Excerpt from a dataset:
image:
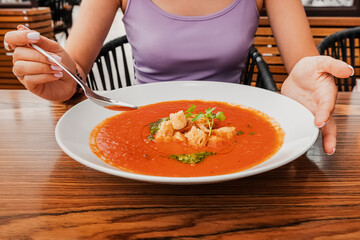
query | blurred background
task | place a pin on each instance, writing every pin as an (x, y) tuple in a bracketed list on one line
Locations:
[(54, 19)]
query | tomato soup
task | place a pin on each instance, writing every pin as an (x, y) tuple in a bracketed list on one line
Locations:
[(124, 141)]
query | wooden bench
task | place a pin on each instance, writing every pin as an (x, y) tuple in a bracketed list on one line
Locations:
[(320, 27)]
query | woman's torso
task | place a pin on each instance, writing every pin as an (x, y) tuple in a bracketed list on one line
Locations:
[(196, 42)]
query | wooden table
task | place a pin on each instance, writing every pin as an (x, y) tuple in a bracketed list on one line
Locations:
[(45, 194)]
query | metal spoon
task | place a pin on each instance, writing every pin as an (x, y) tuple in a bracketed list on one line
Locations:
[(96, 98)]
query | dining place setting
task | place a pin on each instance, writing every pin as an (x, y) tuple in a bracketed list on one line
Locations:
[(54, 185), (184, 159)]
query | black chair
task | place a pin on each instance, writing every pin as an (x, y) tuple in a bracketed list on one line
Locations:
[(61, 14), (343, 45), (106, 66)]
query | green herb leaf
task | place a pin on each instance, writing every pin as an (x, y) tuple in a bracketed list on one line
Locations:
[(190, 109), (220, 116), (208, 113), (192, 157)]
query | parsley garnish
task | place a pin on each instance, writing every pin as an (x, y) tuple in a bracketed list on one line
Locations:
[(209, 116)]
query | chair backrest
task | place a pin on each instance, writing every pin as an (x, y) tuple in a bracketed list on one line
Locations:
[(61, 13), (344, 45), (106, 68)]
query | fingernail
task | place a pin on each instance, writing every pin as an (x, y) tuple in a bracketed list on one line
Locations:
[(322, 125), (33, 36), (22, 26), (6, 46), (56, 68), (57, 58), (60, 74), (352, 69), (334, 149)]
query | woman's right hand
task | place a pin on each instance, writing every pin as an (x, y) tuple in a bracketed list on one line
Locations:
[(35, 71)]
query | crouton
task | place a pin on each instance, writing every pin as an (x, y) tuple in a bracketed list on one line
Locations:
[(196, 137), (225, 132), (213, 141), (179, 137), (165, 132), (178, 120)]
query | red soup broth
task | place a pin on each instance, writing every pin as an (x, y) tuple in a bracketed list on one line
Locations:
[(122, 141)]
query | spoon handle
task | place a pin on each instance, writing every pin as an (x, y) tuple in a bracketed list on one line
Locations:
[(76, 78)]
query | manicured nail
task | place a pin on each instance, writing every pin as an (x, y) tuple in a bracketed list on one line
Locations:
[(56, 68), (33, 36), (57, 58), (6, 46), (322, 125), (352, 69), (22, 26), (334, 149), (60, 74)]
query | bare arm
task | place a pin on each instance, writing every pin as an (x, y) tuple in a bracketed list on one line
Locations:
[(89, 31), (291, 30)]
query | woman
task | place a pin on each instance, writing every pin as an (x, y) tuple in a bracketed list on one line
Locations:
[(187, 39)]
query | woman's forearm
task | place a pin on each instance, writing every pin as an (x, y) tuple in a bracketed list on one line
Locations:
[(89, 31), (291, 30)]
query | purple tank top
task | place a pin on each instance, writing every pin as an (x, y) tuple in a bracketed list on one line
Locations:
[(168, 47)]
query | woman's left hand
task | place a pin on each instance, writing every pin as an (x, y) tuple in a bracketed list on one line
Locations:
[(312, 84)]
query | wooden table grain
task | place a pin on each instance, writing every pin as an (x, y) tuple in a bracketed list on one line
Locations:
[(44, 194)]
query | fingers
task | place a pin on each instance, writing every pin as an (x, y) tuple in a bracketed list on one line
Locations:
[(34, 81), (23, 68), (334, 66), (25, 36), (329, 132), (28, 54), (326, 106), (21, 38)]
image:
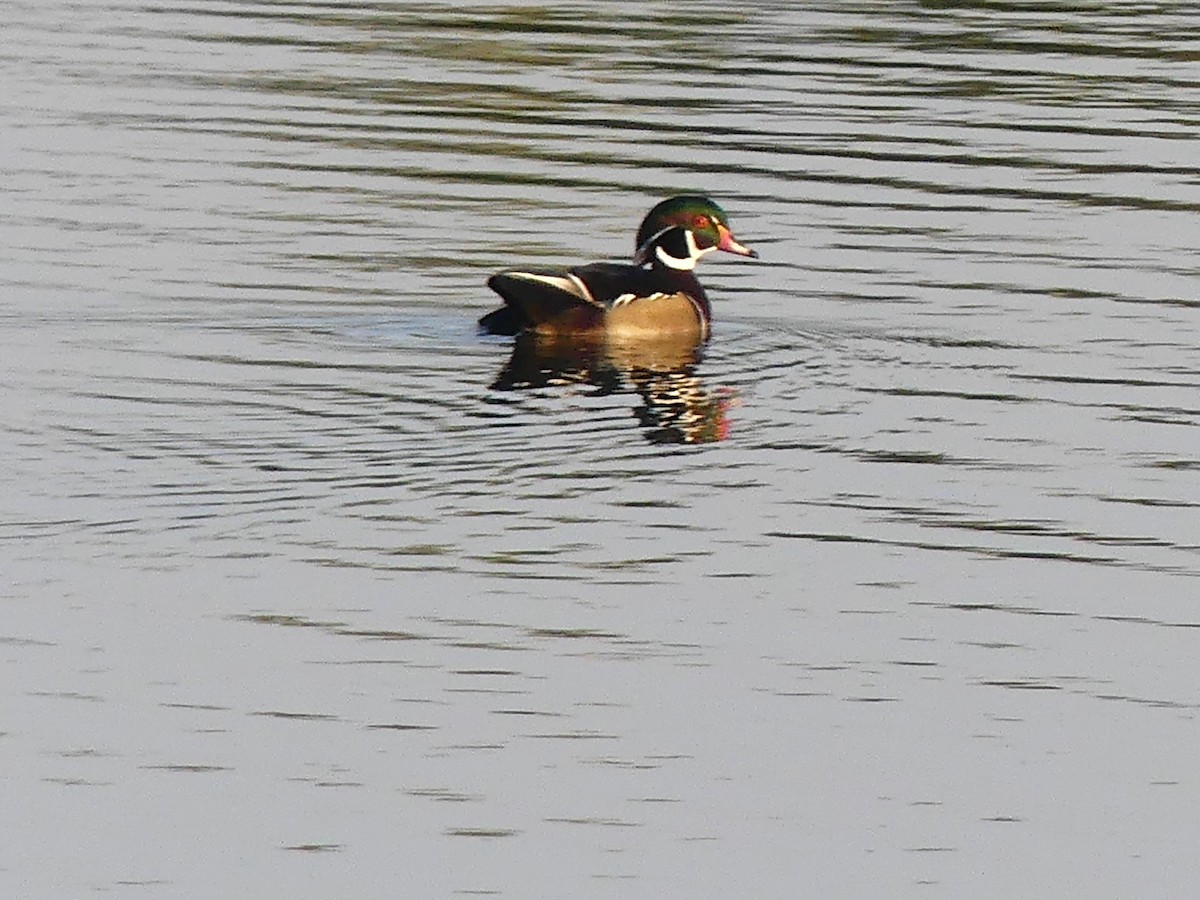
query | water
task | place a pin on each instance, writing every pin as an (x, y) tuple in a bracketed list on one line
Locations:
[(310, 591)]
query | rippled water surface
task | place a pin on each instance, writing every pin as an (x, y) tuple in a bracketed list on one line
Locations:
[(311, 591)]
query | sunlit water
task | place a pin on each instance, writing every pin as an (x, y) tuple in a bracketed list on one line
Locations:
[(310, 591)]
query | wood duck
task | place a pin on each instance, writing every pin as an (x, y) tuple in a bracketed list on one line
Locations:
[(655, 295)]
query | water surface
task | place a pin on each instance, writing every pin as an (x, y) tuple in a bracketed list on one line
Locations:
[(311, 591)]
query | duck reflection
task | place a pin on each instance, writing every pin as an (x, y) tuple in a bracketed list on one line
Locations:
[(677, 408)]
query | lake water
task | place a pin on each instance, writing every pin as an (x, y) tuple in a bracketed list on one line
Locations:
[(309, 591)]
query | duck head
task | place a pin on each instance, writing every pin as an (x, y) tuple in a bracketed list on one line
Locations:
[(682, 229)]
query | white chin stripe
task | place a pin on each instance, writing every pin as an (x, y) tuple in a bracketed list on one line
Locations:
[(689, 262)]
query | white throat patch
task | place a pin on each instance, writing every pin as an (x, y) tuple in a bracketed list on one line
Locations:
[(687, 263)]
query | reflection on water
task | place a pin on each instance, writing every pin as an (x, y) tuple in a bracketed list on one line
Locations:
[(677, 408), (289, 567)]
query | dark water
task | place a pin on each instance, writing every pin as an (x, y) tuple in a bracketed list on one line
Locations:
[(305, 594)]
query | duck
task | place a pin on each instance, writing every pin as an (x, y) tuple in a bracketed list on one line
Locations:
[(655, 295)]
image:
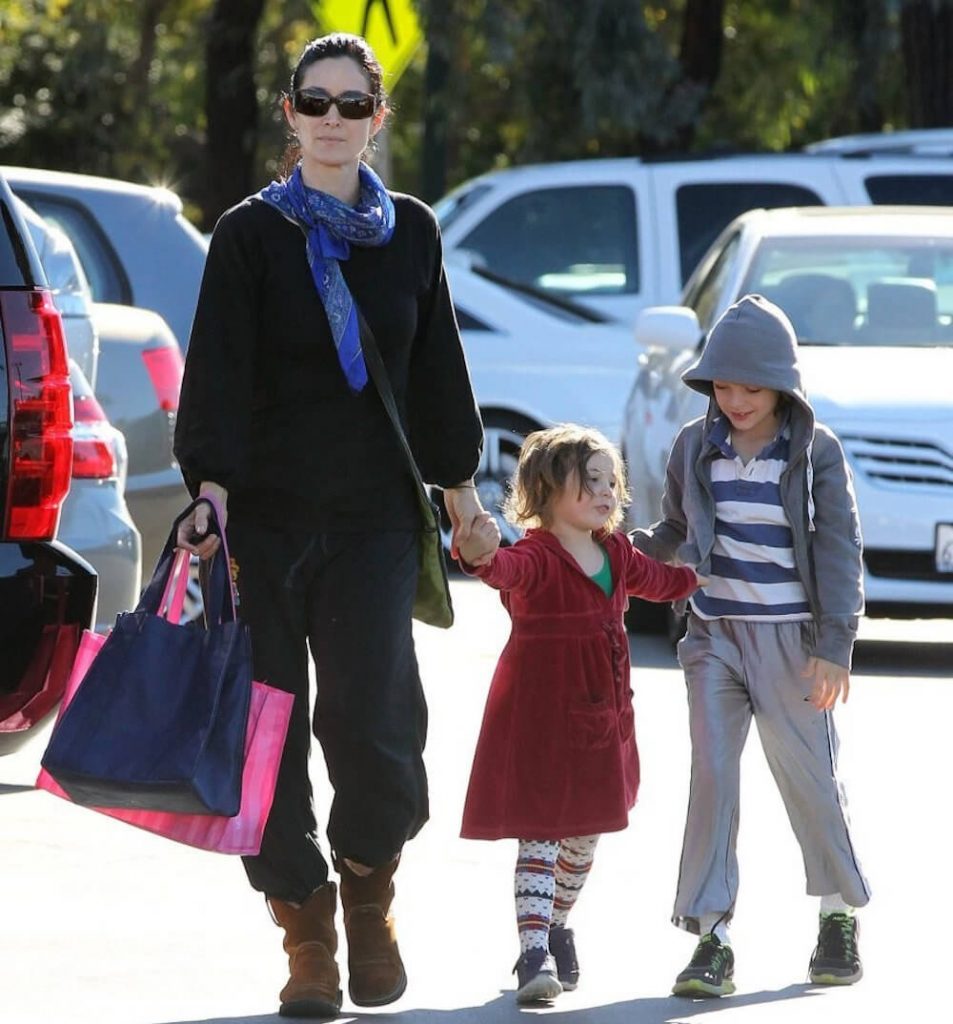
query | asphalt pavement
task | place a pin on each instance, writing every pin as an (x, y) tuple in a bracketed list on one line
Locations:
[(106, 925)]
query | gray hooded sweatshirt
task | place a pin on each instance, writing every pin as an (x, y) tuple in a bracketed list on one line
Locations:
[(753, 343)]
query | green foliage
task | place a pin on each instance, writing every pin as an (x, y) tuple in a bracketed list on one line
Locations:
[(118, 88)]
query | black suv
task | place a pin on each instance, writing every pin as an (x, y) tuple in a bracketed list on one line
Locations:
[(47, 592)]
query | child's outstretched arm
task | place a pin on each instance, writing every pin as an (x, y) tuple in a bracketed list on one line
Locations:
[(482, 543)]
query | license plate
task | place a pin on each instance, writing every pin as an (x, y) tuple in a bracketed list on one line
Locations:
[(945, 547)]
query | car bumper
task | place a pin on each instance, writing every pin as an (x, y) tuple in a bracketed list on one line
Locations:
[(47, 598), (155, 500), (900, 530), (96, 523)]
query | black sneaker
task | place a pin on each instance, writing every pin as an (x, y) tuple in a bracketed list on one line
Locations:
[(836, 961), (709, 971), (535, 977), (562, 946)]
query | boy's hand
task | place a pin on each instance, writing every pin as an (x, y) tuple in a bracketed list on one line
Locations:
[(830, 681), (482, 542)]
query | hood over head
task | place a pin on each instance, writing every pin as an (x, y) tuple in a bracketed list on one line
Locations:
[(752, 343)]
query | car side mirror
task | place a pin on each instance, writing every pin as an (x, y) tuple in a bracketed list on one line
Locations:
[(675, 328)]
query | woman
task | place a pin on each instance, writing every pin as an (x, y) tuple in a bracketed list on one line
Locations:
[(277, 419)]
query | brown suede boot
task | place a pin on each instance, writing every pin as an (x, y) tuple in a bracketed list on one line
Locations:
[(310, 941), (376, 974)]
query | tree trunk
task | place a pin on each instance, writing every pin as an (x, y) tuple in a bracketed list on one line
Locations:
[(865, 26), (700, 53), (926, 35), (231, 108), (439, 26)]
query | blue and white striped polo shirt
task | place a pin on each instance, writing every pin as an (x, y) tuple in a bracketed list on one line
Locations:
[(752, 561)]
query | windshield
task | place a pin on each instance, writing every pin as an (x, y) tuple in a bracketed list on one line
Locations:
[(452, 205), (851, 291)]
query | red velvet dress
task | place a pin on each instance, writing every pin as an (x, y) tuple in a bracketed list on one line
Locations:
[(557, 754)]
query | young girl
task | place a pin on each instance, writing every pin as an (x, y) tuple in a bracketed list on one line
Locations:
[(556, 763), (759, 495)]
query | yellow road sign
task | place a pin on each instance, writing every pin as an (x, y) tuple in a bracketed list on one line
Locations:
[(391, 27)]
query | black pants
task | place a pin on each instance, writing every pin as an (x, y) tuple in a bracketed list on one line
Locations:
[(349, 597)]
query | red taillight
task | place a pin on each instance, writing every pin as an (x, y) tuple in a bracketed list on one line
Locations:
[(93, 448), (165, 370), (41, 449)]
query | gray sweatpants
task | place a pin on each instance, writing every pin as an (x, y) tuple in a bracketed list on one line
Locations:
[(736, 670)]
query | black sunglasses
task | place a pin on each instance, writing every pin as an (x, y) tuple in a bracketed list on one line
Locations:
[(316, 102)]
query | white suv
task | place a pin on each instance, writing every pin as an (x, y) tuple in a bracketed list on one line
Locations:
[(620, 235)]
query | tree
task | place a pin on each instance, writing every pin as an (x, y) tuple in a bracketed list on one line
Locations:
[(926, 32), (231, 103)]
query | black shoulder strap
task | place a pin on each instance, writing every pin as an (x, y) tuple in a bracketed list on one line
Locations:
[(378, 373)]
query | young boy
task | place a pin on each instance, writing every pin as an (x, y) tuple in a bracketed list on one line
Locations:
[(759, 498)]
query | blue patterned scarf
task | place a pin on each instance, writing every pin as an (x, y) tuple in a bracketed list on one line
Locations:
[(332, 226)]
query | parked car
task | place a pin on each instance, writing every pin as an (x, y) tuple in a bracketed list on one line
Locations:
[(136, 246), (534, 359), (133, 357), (870, 295), (918, 141), (140, 374), (47, 592), (622, 233), (95, 520), (70, 287)]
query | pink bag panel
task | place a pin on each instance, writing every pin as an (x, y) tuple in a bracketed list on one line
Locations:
[(269, 713)]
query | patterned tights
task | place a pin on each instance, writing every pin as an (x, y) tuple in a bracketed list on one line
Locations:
[(550, 876)]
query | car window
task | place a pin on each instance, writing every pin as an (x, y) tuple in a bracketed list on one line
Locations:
[(467, 322), (456, 203), (572, 241), (107, 282), (870, 291), (14, 266), (705, 209), (906, 189), (703, 299)]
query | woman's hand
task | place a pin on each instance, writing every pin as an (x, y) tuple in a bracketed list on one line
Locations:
[(482, 543), (463, 506), (192, 535), (830, 681)]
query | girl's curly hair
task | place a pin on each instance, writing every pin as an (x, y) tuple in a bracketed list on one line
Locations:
[(548, 459)]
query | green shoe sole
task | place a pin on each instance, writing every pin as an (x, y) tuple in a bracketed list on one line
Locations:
[(820, 978), (695, 988)]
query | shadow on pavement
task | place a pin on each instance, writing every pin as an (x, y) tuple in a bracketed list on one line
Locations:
[(897, 657), (504, 1010)]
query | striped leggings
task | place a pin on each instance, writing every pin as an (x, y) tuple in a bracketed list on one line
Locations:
[(550, 876)]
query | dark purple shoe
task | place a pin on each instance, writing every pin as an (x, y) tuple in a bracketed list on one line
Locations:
[(535, 975), (562, 946)]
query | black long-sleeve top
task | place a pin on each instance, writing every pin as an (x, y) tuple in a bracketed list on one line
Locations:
[(265, 410)]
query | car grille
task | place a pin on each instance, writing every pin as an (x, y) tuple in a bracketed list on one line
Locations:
[(919, 565), (903, 464)]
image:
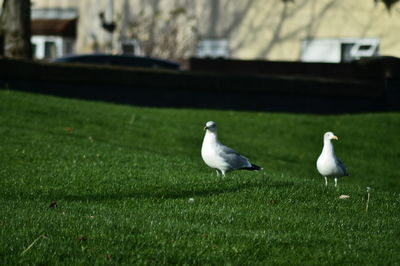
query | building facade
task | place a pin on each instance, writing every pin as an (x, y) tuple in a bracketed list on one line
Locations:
[(298, 30)]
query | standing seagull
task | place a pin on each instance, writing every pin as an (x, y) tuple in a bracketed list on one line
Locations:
[(328, 164), (220, 157)]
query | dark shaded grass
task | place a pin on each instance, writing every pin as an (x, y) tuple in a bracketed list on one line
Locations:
[(116, 188)]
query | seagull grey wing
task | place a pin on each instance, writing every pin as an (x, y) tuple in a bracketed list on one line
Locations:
[(342, 167), (233, 158)]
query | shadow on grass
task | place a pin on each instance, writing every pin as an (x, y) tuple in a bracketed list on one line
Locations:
[(180, 191)]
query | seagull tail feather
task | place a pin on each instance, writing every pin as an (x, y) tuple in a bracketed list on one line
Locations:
[(253, 167)]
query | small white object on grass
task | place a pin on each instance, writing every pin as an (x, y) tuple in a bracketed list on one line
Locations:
[(220, 157), (328, 165)]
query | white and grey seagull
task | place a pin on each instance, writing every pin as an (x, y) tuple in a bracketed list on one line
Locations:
[(220, 157), (328, 165)]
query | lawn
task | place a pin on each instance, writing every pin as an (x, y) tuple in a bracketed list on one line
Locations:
[(85, 183)]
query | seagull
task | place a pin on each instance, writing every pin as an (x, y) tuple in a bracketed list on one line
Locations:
[(328, 164), (220, 157)]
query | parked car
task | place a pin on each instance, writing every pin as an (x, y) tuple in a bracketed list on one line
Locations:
[(119, 60)]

## JOB
Copy out the part of the listing above that opens with the line containing "query | black long-sleeve top" and closes with the line containing "[(265, 410)]", keeping every character as it appears.

## COMPLETED TASK
query | black long-sleeve top
task | place a pin on each instance, writing every pin as an (x, y) tuple in a bracketed list on one line
Locations:
[(265, 410)]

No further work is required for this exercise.